§ **What needs to be done**
Update the entries from the line with "For the trial run, indicate each instance of the table" through the end of the entries by changing "table surface" to "tabletop", and write those lines out again with nothing else altered.

● ● ● ●

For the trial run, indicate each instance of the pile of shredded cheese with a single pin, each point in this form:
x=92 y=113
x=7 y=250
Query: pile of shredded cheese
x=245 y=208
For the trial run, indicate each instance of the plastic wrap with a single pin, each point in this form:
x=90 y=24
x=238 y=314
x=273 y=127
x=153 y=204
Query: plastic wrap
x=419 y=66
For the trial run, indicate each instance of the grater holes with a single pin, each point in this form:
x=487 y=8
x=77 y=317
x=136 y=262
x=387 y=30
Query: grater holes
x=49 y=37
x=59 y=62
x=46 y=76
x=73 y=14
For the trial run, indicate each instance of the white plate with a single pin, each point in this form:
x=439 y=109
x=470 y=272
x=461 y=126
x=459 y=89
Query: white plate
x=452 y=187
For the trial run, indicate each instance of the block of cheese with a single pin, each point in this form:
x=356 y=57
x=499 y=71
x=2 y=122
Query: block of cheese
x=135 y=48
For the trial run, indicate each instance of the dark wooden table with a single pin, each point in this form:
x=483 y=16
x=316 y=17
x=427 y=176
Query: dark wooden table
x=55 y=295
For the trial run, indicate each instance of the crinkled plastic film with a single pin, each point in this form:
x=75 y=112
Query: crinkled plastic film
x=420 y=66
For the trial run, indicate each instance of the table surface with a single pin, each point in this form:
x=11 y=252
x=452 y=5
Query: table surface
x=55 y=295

● ● ● ●

§ **Response to this exercise**
For the trial run, indicate each instance of the tabletop with a single pin, each point in this form:
x=11 y=252
x=452 y=5
Query: tabletop
x=55 y=295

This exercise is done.